## Directions for this task
Rewrite the part that opens with the line containing "locate the shoulder" and closes with the line containing "[[100, 159, 143, 184]]", replacing "provide the bounding box" with "give the box coordinates" and leaving everything else unchanged. Leave the pictures out of your answer.

## Data for this exercise
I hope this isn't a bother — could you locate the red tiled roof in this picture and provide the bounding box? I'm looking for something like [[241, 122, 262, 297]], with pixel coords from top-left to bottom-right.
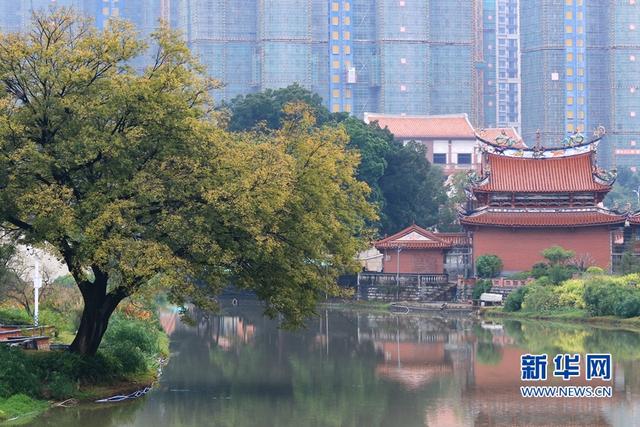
[[629, 212, 640, 225], [374, 224, 466, 249], [478, 128, 527, 148], [433, 233, 470, 246], [365, 113, 476, 139], [460, 209, 625, 227], [475, 153, 610, 193]]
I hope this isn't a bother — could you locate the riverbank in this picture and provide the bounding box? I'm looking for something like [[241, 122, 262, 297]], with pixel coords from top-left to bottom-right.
[[480, 307, 640, 332], [0, 312, 169, 425]]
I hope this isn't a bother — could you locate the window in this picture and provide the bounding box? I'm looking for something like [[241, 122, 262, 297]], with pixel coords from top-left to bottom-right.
[[433, 153, 447, 165], [458, 153, 471, 165]]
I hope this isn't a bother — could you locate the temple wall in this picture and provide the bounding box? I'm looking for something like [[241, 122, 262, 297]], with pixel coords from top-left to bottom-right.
[[382, 249, 444, 273], [473, 227, 611, 272]]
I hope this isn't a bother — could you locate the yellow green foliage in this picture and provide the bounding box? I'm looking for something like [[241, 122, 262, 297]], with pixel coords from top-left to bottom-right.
[[0, 9, 375, 353]]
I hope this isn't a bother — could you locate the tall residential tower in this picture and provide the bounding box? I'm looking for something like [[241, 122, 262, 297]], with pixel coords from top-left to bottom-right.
[[520, 0, 640, 167]]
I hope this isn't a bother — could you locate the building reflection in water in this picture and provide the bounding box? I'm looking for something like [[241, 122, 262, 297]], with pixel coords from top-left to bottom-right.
[[109, 307, 640, 427]]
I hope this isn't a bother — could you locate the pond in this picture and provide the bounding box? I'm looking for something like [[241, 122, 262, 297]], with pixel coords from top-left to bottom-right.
[[27, 304, 640, 427]]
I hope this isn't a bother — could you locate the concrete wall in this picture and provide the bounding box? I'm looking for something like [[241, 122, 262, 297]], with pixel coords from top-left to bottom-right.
[[382, 249, 444, 274], [473, 227, 611, 272]]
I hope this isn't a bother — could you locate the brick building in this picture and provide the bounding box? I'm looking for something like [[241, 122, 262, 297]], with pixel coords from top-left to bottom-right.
[[374, 224, 469, 274], [460, 130, 627, 272], [364, 113, 524, 175]]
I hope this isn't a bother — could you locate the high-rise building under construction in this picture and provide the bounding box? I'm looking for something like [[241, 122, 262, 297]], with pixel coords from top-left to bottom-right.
[[520, 0, 640, 167], [164, 0, 519, 127], [0, 0, 519, 127]]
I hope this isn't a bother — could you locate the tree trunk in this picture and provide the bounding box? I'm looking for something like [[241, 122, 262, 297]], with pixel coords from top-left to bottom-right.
[[69, 277, 127, 356]]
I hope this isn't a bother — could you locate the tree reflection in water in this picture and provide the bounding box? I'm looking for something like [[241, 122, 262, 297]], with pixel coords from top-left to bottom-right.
[[28, 306, 640, 427]]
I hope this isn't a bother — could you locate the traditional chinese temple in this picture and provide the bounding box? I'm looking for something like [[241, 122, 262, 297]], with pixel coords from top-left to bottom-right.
[[375, 224, 469, 274], [460, 130, 627, 272]]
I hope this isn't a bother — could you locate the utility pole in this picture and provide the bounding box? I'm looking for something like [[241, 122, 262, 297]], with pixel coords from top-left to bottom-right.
[[28, 247, 42, 326]]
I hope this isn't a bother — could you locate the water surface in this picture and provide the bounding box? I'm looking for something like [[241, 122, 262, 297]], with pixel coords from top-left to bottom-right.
[[33, 305, 640, 427]]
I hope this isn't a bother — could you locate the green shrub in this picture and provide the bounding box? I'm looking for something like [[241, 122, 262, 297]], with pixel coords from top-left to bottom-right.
[[531, 262, 549, 279], [548, 264, 576, 285], [584, 277, 640, 317], [0, 308, 33, 325], [587, 265, 604, 275], [522, 285, 559, 312], [100, 314, 163, 374], [509, 271, 533, 280], [471, 280, 491, 300], [0, 394, 49, 422], [476, 254, 502, 279], [504, 286, 529, 312], [0, 346, 40, 397], [542, 245, 575, 265], [614, 289, 640, 318], [554, 279, 585, 309]]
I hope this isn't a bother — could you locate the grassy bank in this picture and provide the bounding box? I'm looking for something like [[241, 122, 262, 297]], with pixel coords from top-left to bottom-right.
[[480, 307, 640, 331], [318, 300, 391, 313], [0, 308, 169, 424]]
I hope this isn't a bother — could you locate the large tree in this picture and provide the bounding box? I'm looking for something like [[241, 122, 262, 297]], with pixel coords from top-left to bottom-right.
[[380, 142, 447, 234], [0, 9, 373, 354], [225, 84, 452, 234]]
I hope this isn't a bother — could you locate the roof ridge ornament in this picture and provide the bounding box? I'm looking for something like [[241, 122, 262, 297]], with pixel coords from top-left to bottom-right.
[[562, 131, 584, 148]]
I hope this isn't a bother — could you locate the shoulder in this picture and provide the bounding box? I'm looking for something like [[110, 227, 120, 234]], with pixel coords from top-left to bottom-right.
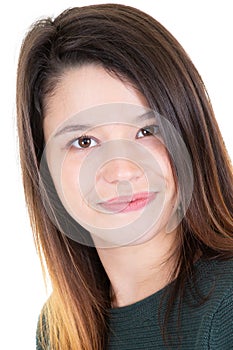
[[209, 288, 233, 350], [195, 259, 233, 295], [194, 259, 233, 350]]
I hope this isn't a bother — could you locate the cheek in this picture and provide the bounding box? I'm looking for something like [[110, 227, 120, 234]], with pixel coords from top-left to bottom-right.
[[145, 138, 175, 190]]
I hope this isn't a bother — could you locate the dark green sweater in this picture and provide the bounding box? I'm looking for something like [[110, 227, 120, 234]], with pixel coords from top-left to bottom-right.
[[109, 260, 233, 350], [37, 260, 233, 350]]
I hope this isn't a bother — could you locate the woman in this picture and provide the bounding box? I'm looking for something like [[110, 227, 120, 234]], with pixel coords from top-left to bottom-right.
[[17, 4, 233, 350]]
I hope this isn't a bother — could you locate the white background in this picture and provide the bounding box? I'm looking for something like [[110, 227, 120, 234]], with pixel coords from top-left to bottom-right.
[[0, 0, 233, 350]]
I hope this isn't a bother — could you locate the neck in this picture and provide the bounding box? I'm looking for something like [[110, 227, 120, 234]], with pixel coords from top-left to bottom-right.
[[97, 232, 176, 307]]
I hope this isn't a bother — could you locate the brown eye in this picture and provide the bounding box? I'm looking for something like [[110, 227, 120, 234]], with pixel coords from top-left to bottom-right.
[[137, 125, 159, 138], [70, 135, 97, 149]]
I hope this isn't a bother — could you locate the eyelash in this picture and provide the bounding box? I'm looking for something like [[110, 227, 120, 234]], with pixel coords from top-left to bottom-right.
[[66, 125, 159, 150]]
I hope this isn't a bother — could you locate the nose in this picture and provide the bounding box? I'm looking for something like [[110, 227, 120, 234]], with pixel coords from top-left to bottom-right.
[[100, 159, 143, 184]]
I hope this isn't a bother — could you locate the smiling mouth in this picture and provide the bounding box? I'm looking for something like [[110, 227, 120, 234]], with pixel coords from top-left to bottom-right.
[[96, 192, 157, 213]]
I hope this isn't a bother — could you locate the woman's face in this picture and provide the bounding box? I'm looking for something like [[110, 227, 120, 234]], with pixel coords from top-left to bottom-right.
[[43, 65, 177, 247]]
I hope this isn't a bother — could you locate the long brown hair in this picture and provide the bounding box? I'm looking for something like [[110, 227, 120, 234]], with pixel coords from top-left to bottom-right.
[[17, 4, 233, 350]]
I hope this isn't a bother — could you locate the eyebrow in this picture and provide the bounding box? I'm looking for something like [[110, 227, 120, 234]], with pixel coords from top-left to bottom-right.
[[54, 111, 155, 137]]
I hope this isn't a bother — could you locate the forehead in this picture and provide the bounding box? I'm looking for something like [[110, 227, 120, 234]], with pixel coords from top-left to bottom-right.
[[43, 65, 149, 140]]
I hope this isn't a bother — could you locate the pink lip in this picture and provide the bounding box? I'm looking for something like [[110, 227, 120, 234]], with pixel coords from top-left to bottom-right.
[[99, 192, 156, 213]]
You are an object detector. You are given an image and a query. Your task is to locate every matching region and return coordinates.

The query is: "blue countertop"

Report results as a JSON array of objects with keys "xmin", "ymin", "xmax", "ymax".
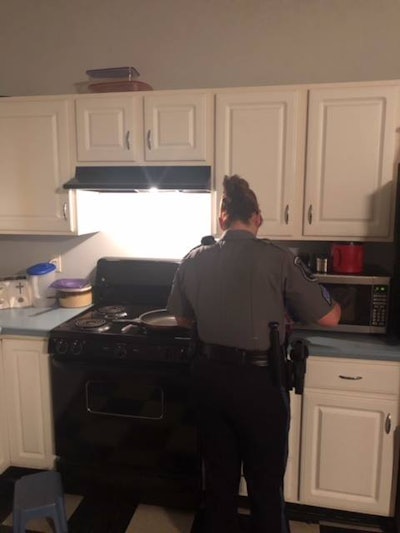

## Solution to this exercise
I hope this isn't a bother — could you locate the shoulder in this picture and give the box coordinates? I'm looking for something like [[110, 227, 120, 234]], with pixel coords from top-left to bottom-right.
[[209, 288, 233, 350], [195, 259, 233, 295], [194, 259, 233, 350]]
I hope this isn't a bother — could you locate the cheek in this picture and give the box coordinates? I'm looking for something like [[110, 227, 120, 234]], with pixel coords from top-left to bottom-right.
[[145, 138, 175, 190]]
I hope this isn't a bother — could you locate the dark green sweater in this picture and give the box coordinates? I'm looking for something like [[110, 227, 120, 234]], with pixel coords from top-left to bottom-right.
[[109, 260, 233, 350], [37, 260, 233, 350]]
I hope this isn't a bother — could you locate the woman in this picture and give the box coordinates? I'm looking for something like [[110, 227, 120, 234]], with pixel coords from top-left to bottom-right.
[[17, 4, 233, 350]]
I hope this isn't a bother — could you locate the white background in this picture and give the box coordinates? I'm looking for something like [[110, 227, 120, 234]], with pixel coords from top-left to bottom-right.
[[0, 0, 233, 350]]
I hope this isn't a bother — could you locate the neck in this picture and give the box coordinates? I'm looking for something like [[110, 227, 120, 234]], with pixel coords from top-left to bottom-right.
[[97, 232, 176, 307]]
I hope this isn't a bother — could you locate the brown eye in this picture and give the box coordinates? I'm looking for something like [[110, 227, 120, 234]], with pixel coords from top-left to bottom-right.
[[137, 125, 159, 138], [70, 135, 97, 149]]
I hope this isn't a bother — could you locate the eyelash in this picture and give the box coordinates? I'm looking for something like [[110, 227, 120, 234]], with pixel coords from top-left to bottom-right.
[[66, 125, 159, 150]]
I hope this isn't a bother — could you locate the nose in this picture and give the box coordinates? I'm looking for something like [[110, 227, 120, 234]], with pixel coords from top-left to bottom-right.
[[100, 159, 143, 184]]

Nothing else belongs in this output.